---- DATA PROVIDED

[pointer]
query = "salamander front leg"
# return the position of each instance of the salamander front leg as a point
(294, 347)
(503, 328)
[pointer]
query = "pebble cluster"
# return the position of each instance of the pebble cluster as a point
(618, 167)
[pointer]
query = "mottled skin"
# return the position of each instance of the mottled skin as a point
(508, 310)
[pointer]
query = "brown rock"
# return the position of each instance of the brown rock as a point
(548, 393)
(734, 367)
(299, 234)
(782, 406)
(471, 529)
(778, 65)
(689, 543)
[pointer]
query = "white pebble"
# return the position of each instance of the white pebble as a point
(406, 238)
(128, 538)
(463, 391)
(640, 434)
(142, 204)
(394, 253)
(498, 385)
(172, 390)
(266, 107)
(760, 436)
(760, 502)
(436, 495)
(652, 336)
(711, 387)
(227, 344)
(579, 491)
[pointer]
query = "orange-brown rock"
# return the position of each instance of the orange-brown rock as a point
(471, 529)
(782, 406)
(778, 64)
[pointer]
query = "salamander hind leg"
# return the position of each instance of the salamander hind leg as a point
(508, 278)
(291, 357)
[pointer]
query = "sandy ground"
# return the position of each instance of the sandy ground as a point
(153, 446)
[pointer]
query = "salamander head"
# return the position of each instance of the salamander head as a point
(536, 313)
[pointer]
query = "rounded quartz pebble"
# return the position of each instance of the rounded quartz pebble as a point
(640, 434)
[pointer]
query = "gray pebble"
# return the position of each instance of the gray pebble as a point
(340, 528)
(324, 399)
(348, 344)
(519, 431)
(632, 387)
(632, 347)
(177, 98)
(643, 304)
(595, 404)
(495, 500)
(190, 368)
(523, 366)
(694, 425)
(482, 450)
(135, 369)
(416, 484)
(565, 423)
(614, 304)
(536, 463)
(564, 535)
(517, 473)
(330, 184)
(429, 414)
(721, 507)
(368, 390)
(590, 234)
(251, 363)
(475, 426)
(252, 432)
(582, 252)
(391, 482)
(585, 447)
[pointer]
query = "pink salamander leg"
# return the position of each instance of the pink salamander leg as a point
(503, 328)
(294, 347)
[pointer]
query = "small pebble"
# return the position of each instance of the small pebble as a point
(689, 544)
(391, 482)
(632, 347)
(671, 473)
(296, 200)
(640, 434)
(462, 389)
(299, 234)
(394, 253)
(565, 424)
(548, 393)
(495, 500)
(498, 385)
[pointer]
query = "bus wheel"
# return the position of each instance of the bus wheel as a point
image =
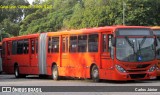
(55, 72)
(95, 73)
(16, 72)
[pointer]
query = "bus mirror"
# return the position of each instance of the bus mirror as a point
(113, 41)
(155, 42)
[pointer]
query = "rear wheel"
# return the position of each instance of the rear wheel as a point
(55, 72)
(95, 73)
(16, 71)
(17, 74)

--------

THE TASK — Set down all the entries exactly as they appear, but skip any pictures.

RESULT OF THE EXERCISE —
[pointer]
query = "salamander front leg"
# return the position of each instance of the salamander front leg as a point
(294, 347)
(503, 328)
[pointer]
query = "pebble cluster"
# return the position of each instance of the pebble cluster as a point
(618, 167)
[pointer]
query = "mottled skin"
# return the position of each instance of the mottled skin as a point
(508, 310)
[pointer]
query = "brown rock"
# return the position of each instance of the brown rock as a point
(548, 393)
(734, 367)
(299, 234)
(782, 406)
(471, 529)
(778, 65)
(689, 543)
[pointer]
query = "white pebble"
# return the position of each instance of the white pebble as a point
(406, 238)
(128, 538)
(463, 391)
(640, 434)
(142, 204)
(394, 253)
(498, 385)
(172, 390)
(266, 107)
(760, 436)
(760, 502)
(436, 495)
(652, 336)
(711, 387)
(227, 344)
(579, 491)
[pointer]
query = "orange-brown rock"
# return the position of each instance of the orange-brown rock as a point
(471, 529)
(782, 406)
(778, 64)
[pointer]
query = "salamander hind leg"
# return the position of each instance of the salamander hind leg as a point
(508, 278)
(291, 357)
[pointer]
query = "sandy ground"
# return the position of each instance of the sandy ground as a point
(153, 446)
[pointer]
query = "salamander head"
# return the position of each instance of the salamander head as a point
(536, 313)
[pointer]
query = "rounded quartz pebble"
# return the position of each instance of the rounded quartz pebble as a point
(640, 434)
[pointer]
query = "gray pebble"
# return the position of each instance of the gray pebble as a point
(340, 528)
(324, 399)
(348, 344)
(519, 431)
(632, 387)
(632, 347)
(177, 98)
(643, 304)
(595, 404)
(495, 500)
(190, 368)
(523, 366)
(694, 425)
(482, 450)
(135, 369)
(416, 484)
(565, 423)
(614, 304)
(536, 463)
(564, 535)
(517, 473)
(330, 184)
(429, 414)
(721, 507)
(368, 390)
(590, 234)
(251, 363)
(475, 426)
(252, 432)
(582, 252)
(391, 482)
(585, 447)
[pointer]
query = "pink salamander leg"
# return the position of each instance of the pink salamander leg as a point
(503, 328)
(294, 347)
[pointer]
query = "small pebble"
# return the position of each instance of the small pebble as a point
(689, 544)
(391, 482)
(632, 347)
(671, 473)
(296, 200)
(640, 434)
(462, 389)
(299, 234)
(394, 253)
(565, 424)
(548, 393)
(495, 500)
(498, 385)
[pointer]
query = "bus wheel"
# return the position of each instance of the bus wheel as a point
image =
(55, 72)
(95, 73)
(16, 72)
[pointer]
query = "bus mirror"
# return the position of each instance of the bus mirror as a point
(113, 41)
(155, 42)
[pointer]
query = "rear wheel"
# return the position of each instance of the rear wheel as a point
(55, 72)
(95, 73)
(16, 71)
(17, 74)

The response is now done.